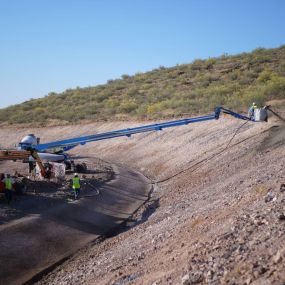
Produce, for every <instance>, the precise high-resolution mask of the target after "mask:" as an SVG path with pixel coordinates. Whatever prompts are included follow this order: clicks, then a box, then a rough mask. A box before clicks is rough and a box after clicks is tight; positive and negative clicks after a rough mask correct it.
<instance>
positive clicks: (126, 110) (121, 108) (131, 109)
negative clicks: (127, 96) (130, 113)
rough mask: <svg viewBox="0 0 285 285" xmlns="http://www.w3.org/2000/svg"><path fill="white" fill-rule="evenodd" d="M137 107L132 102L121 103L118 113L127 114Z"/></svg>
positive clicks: (119, 106) (131, 101) (135, 103)
mask: <svg viewBox="0 0 285 285" xmlns="http://www.w3.org/2000/svg"><path fill="white" fill-rule="evenodd" d="M137 107H138V104H137V103H136V102H134V101H123V102H122V103H121V104H120V106H119V111H121V112H122V113H127V114H128V113H131V112H132V111H134V110H135V109H137Z"/></svg>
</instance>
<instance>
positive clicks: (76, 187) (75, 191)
mask: <svg viewBox="0 0 285 285" xmlns="http://www.w3.org/2000/svg"><path fill="white" fill-rule="evenodd" d="M72 188H73V192H74V199H75V200H76V199H78V197H79V194H80V178H79V177H78V174H77V173H74V177H73V178H72Z"/></svg>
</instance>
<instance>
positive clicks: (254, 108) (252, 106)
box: [248, 102, 257, 119]
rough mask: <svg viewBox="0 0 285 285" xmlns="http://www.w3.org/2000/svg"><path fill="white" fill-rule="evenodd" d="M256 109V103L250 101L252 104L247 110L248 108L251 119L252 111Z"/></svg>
mask: <svg viewBox="0 0 285 285" xmlns="http://www.w3.org/2000/svg"><path fill="white" fill-rule="evenodd" d="M256 109H257V105H256V104H255V102H253V103H252V105H251V106H250V108H249V110H248V116H249V117H250V118H251V119H254V112H255V110H256Z"/></svg>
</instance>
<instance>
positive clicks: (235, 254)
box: [0, 110, 285, 285]
mask: <svg viewBox="0 0 285 285" xmlns="http://www.w3.org/2000/svg"><path fill="white" fill-rule="evenodd" d="M278 111H279V112H281V111H282V110H278ZM281 113H282V112H281ZM282 114H284V113H282ZM242 124H244V122H243V121H240V120H237V119H234V118H231V117H228V116H224V117H222V118H221V119H220V120H218V121H211V122H202V123H198V124H192V125H188V126H182V127H177V128H173V129H168V130H164V131H162V132H154V133H148V134H138V135H134V136H132V137H131V138H117V139H112V140H108V141H102V142H96V143H90V144H87V145H86V146H81V147H78V148H76V149H74V154H80V155H82V156H83V157H86V159H88V157H94V156H95V157H99V158H101V159H104V160H107V161H112V162H114V163H117V164H124V165H127V166H128V167H131V168H134V169H137V170H139V171H140V172H142V173H144V174H145V175H146V176H148V177H149V178H151V180H152V181H153V194H152V197H151V199H150V200H149V201H148V203H146V204H145V206H144V208H142V209H141V210H140V211H139V212H138V213H136V215H135V216H134V217H133V219H132V220H130V222H129V223H128V225H127V227H126V228H125V231H122V232H121V233H118V235H116V236H114V237H111V238H108V239H106V240H104V241H103V242H101V243H100V244H94V245H92V244H90V245H89V246H87V247H86V248H84V249H82V250H81V251H80V252H78V253H77V254H75V255H74V256H73V257H72V258H71V259H69V260H68V261H66V262H64V263H63V264H61V265H60V266H59V267H57V268H56V269H55V270H54V271H52V272H50V273H49V274H48V275H47V276H45V277H43V279H42V280H41V281H39V284H113V285H115V284H229V283H230V284H282V282H281V283H280V281H281V280H283V281H284V280H285V275H284V265H283V261H284V258H285V247H284V241H285V240H284V225H285V224H284V219H285V218H284V214H285V213H284V210H285V209H284V206H283V204H284V199H285V192H282V191H280V187H281V185H282V183H285V172H284V169H285V165H284V154H285V144H284V142H285V127H284V123H282V122H281V121H278V120H277V119H276V118H274V117H270V118H269V122H268V123H253V122H248V123H246V124H244V125H243V126H242V127H241V125H242ZM136 125H138V123H135V122H109V123H103V122H102V123H92V124H87V125H82V124H81V125H71V126H62V127H59V126H58V127H51V128H46V129H45V128H29V129H27V128H16V127H10V128H8V127H7V128H2V129H1V130H0V135H1V138H2V139H1V144H3V145H5V146H9V145H12V144H13V143H16V142H18V141H19V140H20V139H21V137H23V136H24V135H25V134H27V133H34V134H36V135H38V136H40V137H41V138H42V141H43V142H44V141H47V140H52V139H58V138H59V137H60V138H64V137H71V136H78V135H86V134H90V133H94V132H103V131H107V130H114V129H120V128H124V127H132V126H136ZM4 137H5V139H3V138H4ZM278 282H279V283H278Z"/></svg>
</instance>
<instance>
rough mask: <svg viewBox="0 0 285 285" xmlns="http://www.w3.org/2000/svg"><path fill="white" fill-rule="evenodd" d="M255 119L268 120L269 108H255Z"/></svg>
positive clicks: (254, 119)
mask: <svg viewBox="0 0 285 285" xmlns="http://www.w3.org/2000/svg"><path fill="white" fill-rule="evenodd" d="M254 121H256V122H264V121H267V109H265V108H262V109H255V110H254Z"/></svg>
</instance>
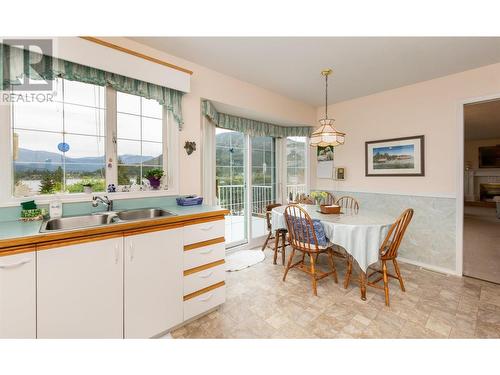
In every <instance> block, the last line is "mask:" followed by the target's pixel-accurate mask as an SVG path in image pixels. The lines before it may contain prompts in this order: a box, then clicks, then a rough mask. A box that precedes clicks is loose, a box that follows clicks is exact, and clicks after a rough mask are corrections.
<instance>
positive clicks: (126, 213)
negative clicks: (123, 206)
mask: <svg viewBox="0 0 500 375" xmlns="http://www.w3.org/2000/svg"><path fill="white" fill-rule="evenodd" d="M116 216H117V217H118V219H120V220H123V221H132V220H145V219H155V218H159V217H168V216H175V214H174V213H172V212H170V211H166V210H161V209H159V208H141V209H137V210H126V211H119V212H117V213H116Z"/></svg>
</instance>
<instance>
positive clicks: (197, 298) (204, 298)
mask: <svg viewBox="0 0 500 375" xmlns="http://www.w3.org/2000/svg"><path fill="white" fill-rule="evenodd" d="M225 301H226V287H225V285H221V286H220V287H218V288H216V289H213V290H210V291H208V292H205V293H202V294H200V295H198V296H195V297H193V298H190V299H188V300H187V301H185V302H184V320H189V319H191V318H193V317H195V316H198V315H201V314H203V313H205V312H207V311H209V310H211V309H213V308H215V307H217V306H219V305H221V304H223V303H224V302H225Z"/></svg>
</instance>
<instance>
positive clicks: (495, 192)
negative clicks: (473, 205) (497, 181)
mask: <svg viewBox="0 0 500 375" xmlns="http://www.w3.org/2000/svg"><path fill="white" fill-rule="evenodd" d="M496 196H500V183H487V184H479V199H480V200H482V201H485V202H492V201H493V198H494V197H496Z"/></svg>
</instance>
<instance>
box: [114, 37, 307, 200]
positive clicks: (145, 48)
mask: <svg viewBox="0 0 500 375" xmlns="http://www.w3.org/2000/svg"><path fill="white" fill-rule="evenodd" d="M106 40H109V41H113V42H114V43H115V44H119V45H121V46H123V47H127V48H130V49H133V50H135V51H139V52H142V53H145V54H148V55H150V56H154V57H157V58H159V59H164V60H166V61H168V62H170V63H173V64H176V65H179V66H182V67H184V68H187V69H190V70H192V71H193V72H194V74H193V75H192V77H191V92H190V93H189V94H186V95H184V98H183V102H182V111H183V116H184V122H185V123H184V129H183V130H182V132H181V134H180V143H181V144H180V146H181V152H180V187H179V188H180V194H200V193H201V166H202V161H201V113H200V101H201V99H210V100H214V101H218V102H222V103H225V104H229V105H232V106H235V107H240V108H244V109H247V110H250V111H252V112H254V113H258V114H259V115H260V116H263V117H268V118H270V119H276V120H282V121H284V122H287V123H297V124H304V125H314V123H315V121H316V109H315V108H314V107H313V106H310V105H307V104H304V103H301V102H298V101H295V100H292V99H289V98H286V97H284V96H281V95H278V94H276V93H274V92H271V91H268V90H265V89H262V88H260V87H257V86H255V85H252V84H250V83H247V82H243V81H240V80H237V79H235V78H232V77H229V76H226V75H223V74H220V73H218V72H215V71H213V70H210V69H208V68H205V67H203V66H200V65H197V64H194V63H192V62H189V61H186V60H183V59H180V58H177V57H175V56H171V55H168V54H165V53H162V52H160V51H158V50H155V49H152V48H149V47H147V46H145V45H142V44H139V43H137V42H135V41H133V40H130V39H125V38H106ZM187 140H189V141H195V142H196V145H197V151H195V152H194V153H193V154H191V155H190V156H187V154H186V152H185V151H184V149H183V147H184V142H185V141H187Z"/></svg>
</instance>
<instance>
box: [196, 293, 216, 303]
mask: <svg viewBox="0 0 500 375" xmlns="http://www.w3.org/2000/svg"><path fill="white" fill-rule="evenodd" d="M213 295H214V294H213V293H210V294H209V295H208V296H206V297H203V298H200V299H199V300H198V301H200V302H207V301H208V300H209V299H210V298H212V297H213Z"/></svg>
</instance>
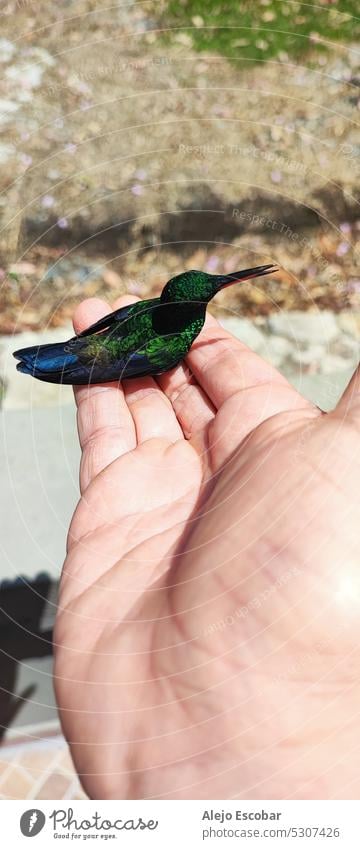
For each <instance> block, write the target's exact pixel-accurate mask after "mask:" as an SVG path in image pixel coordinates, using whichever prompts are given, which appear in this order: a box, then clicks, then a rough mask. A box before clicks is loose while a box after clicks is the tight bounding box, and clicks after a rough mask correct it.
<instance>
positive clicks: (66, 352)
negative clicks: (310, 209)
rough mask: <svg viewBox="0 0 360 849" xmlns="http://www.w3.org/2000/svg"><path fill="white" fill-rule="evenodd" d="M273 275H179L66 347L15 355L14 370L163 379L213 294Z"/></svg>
mask: <svg viewBox="0 0 360 849" xmlns="http://www.w3.org/2000/svg"><path fill="white" fill-rule="evenodd" d="M273 271H277V268H276V266H273V265H259V266H257V268H246V269H245V270H243V271H235V272H233V273H232V274H225V275H221V274H219V275H217V274H206V273H205V272H204V271H186V272H184V273H183V274H178V275H177V276H176V277H172V278H171V280H169V281H168V283H166V285H165V286H164V288H163V290H162V293H161V295H160V297H159V298H150V299H149V300H146V301H137V302H136V303H134V304H130V305H129V306H127V307H122V308H121V309H118V310H115V311H114V312H111V313H109V315H106V316H105V317H104V318H101V319H100V320H99V321H96V322H95V324H92V325H91V326H90V327H88V328H87V329H86V330H83V331H82V333H79V334H78V335H77V336H74V337H73V338H72V339H69V340H68V341H67V342H59V343H54V344H50V345H35V346H33V347H31V348H22V349H21V350H19V351H15V352H14V357H15V358H16V359H17V360H19V361H20V362H19V363H18V365H17V369H18V371H21V372H23V373H24V374H30V375H32V377H36V378H38V380H45V381H47V382H49V383H70V384H90V383H105V382H107V381H111V380H117V381H119V380H123V379H124V378H129V377H144V376H145V375H157V374H162V373H163V372H165V371H168V370H169V369H172V368H174V366H176V365H177V364H178V363H180V362H181V360H182V359H183V358H184V357H185V356H186V354H187V353H188V351H189V349H190V348H191V345H192V344H193V342H194V340H195V339H196V337H197V336H198V334H199V333H200V330H201V329H202V327H203V324H204V321H205V315H206V308H207V305H208V303H209V301H211V299H212V298H213V297H214V295H216V294H217V292H220V290H221V289H224V288H225V287H226V286H231V285H233V284H234V283H239V282H240V281H243V280H250V279H251V278H252V277H261V276H262V275H264V274H271V272H273Z"/></svg>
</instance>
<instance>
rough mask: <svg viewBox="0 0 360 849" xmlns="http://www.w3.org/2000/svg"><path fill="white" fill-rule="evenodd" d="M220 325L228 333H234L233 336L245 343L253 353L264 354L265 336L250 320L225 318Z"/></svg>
mask: <svg viewBox="0 0 360 849" xmlns="http://www.w3.org/2000/svg"><path fill="white" fill-rule="evenodd" d="M220 324H221V325H222V327H224V328H225V330H227V331H228V333H232V334H233V336H236V338H237V339H240V341H241V342H244V345H247V346H248V347H249V348H251V350H252V351H256V352H257V353H260V352H261V353H263V352H264V350H265V339H264V336H263V334H262V333H261V331H260V330H259V329H258V328H257V327H255V324H254V323H253V322H252V321H250V320H249V319H247V318H238V317H237V316H225V317H222V318H221V319H220Z"/></svg>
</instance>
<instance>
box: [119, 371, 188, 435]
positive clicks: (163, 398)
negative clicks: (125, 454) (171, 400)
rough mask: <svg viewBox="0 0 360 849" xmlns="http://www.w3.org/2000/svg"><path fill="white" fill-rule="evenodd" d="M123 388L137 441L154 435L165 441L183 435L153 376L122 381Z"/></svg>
mask: <svg viewBox="0 0 360 849" xmlns="http://www.w3.org/2000/svg"><path fill="white" fill-rule="evenodd" d="M124 391H125V399H126V403H127V405H128V408H129V410H130V412H131V415H132V418H133V421H134V425H135V429H136V438H137V442H138V443H139V444H140V443H142V442H146V440H148V439H154V438H158V437H161V438H164V439H168V440H169V442H177V441H178V439H183V438H184V434H183V432H182V430H181V427H180V425H179V422H178V420H177V418H176V415H175V412H174V410H173V407H172V406H171V403H170V401H169V399H168V398H167V397H166V395H165V394H164V392H163V391H162V389H160V387H159V385H158V384H157V383H156V381H155V380H154V378H153V377H142V378H136V379H135V380H125V381H124Z"/></svg>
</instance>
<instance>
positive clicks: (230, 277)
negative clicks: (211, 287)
mask: <svg viewBox="0 0 360 849" xmlns="http://www.w3.org/2000/svg"><path fill="white" fill-rule="evenodd" d="M278 270H279V269H278V268H277V266H276V265H258V266H256V268H245V269H243V271H233V272H232V274H224V275H221V274H219V275H216V280H217V289H218V291H220V289H225V287H226V286H232V285H233V283H241V282H242V281H244V280H251V279H252V277H263V276H264V275H265V274H272V273H273V272H275V271H278Z"/></svg>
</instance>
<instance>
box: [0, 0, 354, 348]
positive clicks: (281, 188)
mask: <svg viewBox="0 0 360 849" xmlns="http://www.w3.org/2000/svg"><path fill="white" fill-rule="evenodd" d="M353 48H354V46H353V45H349V46H347V47H346V48H345V47H344V46H343V45H341V44H340V45H334V46H333V47H332V48H331V49H330V50H329V52H328V54H327V55H323V54H320V53H319V54H318V53H317V52H312V53H310V54H309V55H308V56H307V59H306V65H305V64H302V63H300V62H299V60H296V61H291V57H290V58H289V57H288V56H287V57H286V56H283V57H279V59H278V61H276V62H275V61H271V62H267V63H261V64H259V65H255V66H249V67H248V68H245V69H244V68H240V67H239V65H238V63H237V62H236V61H235V60H233V59H232V60H231V61H230V60H228V59H225V58H223V57H221V56H217V55H210V54H207V53H202V54H201V55H199V54H197V53H196V52H195V51H194V50H193V48H192V47H191V44H190V45H189V42H188V41H187V40H186V38H184V33H181V32H179V34H178V35H177V36H176V38H175V39H174V40H173V42H172V43H171V44H169V45H164V43H163V40H162V37H161V34H159V33H158V32H157V31H156V22H155V20H154V19H152V18H150V17H149V14H148V12H147V4H146V3H144V4H139V3H134V4H131V3H127V4H126V6H123V5H122V6H118V7H116V8H113V7H111V9H110V8H109V9H108V10H104V9H101V10H99V8H98V7H97V4H96V3H95V2H88V0H84V1H83V0H81V2H79V3H77V4H76V9H75V7H74V8H71V4H68V5H65V6H64V5H63V4H49V6H47V7H44V8H43V9H42V18H41V26H39V22H38V19H37V16H36V9H35V6H34V7H33V5H32V3H31V2H29V3H27V4H26V8H25V4H24V7H22V4H20V3H18V2H9V3H8V4H7V6H6V7H5V10H4V12H3V16H2V35H1V38H0V64H1V71H2V74H1V80H0V130H1V131H2V138H1V141H0V189H1V194H0V219H1V228H0V287H1V289H0V316H1V318H0V332H2V333H12V332H14V331H17V330H20V329H34V330H35V329H41V328H44V327H45V326H48V325H50V326H57V325H59V324H61V323H63V322H66V321H67V320H68V319H69V316H70V314H71V311H72V309H73V305H74V303H75V302H77V301H78V300H79V298H81V297H83V296H84V295H85V296H87V295H88V294H101V295H105V296H106V297H108V298H109V299H110V300H111V299H112V298H113V297H115V296H116V295H117V294H119V293H120V292H122V291H125V290H127V291H129V290H130V291H134V292H136V293H139V294H141V295H143V296H144V295H145V296H146V295H149V294H152V293H153V292H156V291H159V289H160V288H161V286H162V284H163V283H164V282H165V281H166V280H167V279H168V278H169V276H170V275H171V273H172V272H173V271H174V272H176V273H177V272H178V271H180V270H182V269H183V268H185V267H187V268H191V267H198V268H207V269H208V270H214V271H219V272H220V273H221V272H222V271H224V270H225V271H232V270H234V269H235V268H236V267H242V266H246V265H247V264H251V265H254V264H256V263H263V262H266V261H272V262H276V263H278V264H279V266H281V271H280V272H279V274H278V276H277V278H276V284H275V283H271V282H266V283H265V282H264V284H263V285H261V286H258V285H255V286H247V287H245V286H244V287H241V289H240V287H239V288H238V289H237V291H235V290H233V291H232V292H231V293H230V292H228V293H227V294H226V295H225V294H224V296H223V299H220V300H219V304H221V305H222V306H223V307H225V308H227V309H229V308H230V309H236V310H237V311H238V312H240V313H241V314H244V315H266V314H268V313H269V312H271V311H272V310H278V309H279V308H280V309H304V310H306V309H310V308H313V307H314V306H316V307H320V308H322V309H327V308H331V309H334V310H343V309H349V308H355V309H356V308H359V306H360V304H359V293H360V279H359V275H358V271H357V263H356V259H357V252H356V239H357V238H358V235H359V228H360V221H359V214H358V203H357V200H358V194H357V193H358V188H357V184H358V174H359V159H358V153H359V144H358V137H357V121H358V115H359V87H358V80H359V77H360V70H359V68H360V62H359V53H358V52H356V50H354V49H353Z"/></svg>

EXERCISE OBJECTIVE: Copy out every line from the start of the records through the line holding "positive clicks: (126, 110)", both included, without changing anything and with the pictures left out.

WRITTEN ANSWER:
Produce, for every <instance>, the precise high-resolution mask of the target after "mask:" as an SVG path with pixel coordinates. Whatever prompts are included follow this order: clicks, then a box, then a rough mask. A box before clicks is rough and a box after clicks is tight; positive and negative clicks after a rough mask correct it.
<instance>
positive clicks: (126, 110) (121, 108) (131, 109)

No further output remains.